====== SUPPLIED MATERIAL ======

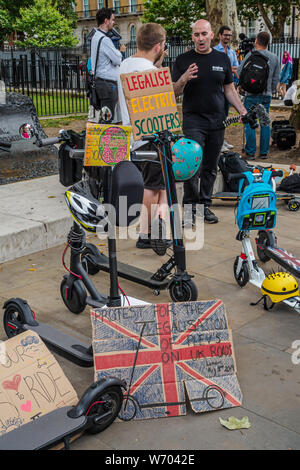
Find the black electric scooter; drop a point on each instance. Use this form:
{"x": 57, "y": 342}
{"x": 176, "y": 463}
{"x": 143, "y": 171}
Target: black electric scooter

======

TASK DIRECTIONS:
Return every row above verbatim, leaving out the pictures.

CORRECT OUTPUT:
Find the black electric scooter; drop a point on each instance. Use this form:
{"x": 57, "y": 342}
{"x": 176, "y": 463}
{"x": 143, "y": 171}
Target: black electric scooter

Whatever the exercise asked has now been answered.